Dataset entries
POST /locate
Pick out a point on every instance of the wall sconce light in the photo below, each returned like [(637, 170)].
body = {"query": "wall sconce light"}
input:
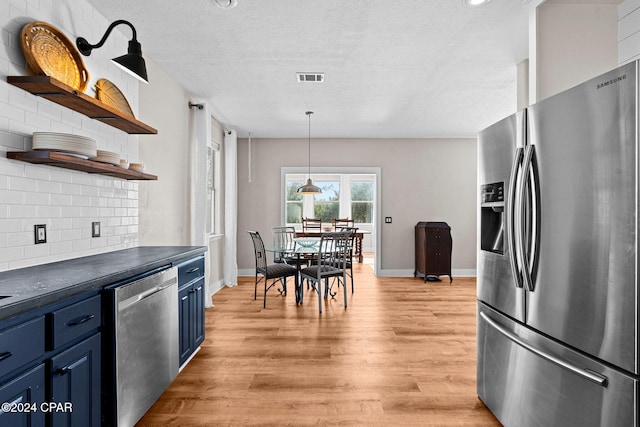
[(133, 62)]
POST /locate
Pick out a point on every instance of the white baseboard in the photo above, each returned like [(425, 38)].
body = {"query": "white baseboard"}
[(386, 273)]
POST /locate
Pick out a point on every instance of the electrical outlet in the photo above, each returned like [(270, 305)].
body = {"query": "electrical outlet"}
[(40, 231), (95, 229)]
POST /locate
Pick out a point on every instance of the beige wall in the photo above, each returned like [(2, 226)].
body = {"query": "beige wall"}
[(628, 31), (165, 204), (421, 180), (574, 42)]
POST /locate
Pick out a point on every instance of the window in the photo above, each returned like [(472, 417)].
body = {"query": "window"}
[(362, 196), (327, 205), (294, 202), (343, 196)]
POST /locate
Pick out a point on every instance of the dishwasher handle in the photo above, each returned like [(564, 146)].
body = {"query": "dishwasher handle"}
[(133, 300)]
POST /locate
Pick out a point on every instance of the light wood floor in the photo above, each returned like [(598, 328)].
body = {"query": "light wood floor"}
[(403, 353)]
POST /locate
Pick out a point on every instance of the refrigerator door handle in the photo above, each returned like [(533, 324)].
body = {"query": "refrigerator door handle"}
[(587, 374), (528, 190), (510, 217)]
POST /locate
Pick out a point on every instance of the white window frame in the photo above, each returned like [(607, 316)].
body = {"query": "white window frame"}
[(363, 170)]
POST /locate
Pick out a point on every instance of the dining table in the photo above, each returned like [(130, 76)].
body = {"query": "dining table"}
[(297, 250), (358, 234)]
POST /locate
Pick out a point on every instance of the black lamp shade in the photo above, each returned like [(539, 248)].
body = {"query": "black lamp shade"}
[(133, 62)]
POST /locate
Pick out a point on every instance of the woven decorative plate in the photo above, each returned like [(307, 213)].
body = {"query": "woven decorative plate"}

→ YOUR GOAL: After reading the entries above, report the number of lines that include the string "sconce". Give no other text.

→ ANSWER FOR THE TASK: 2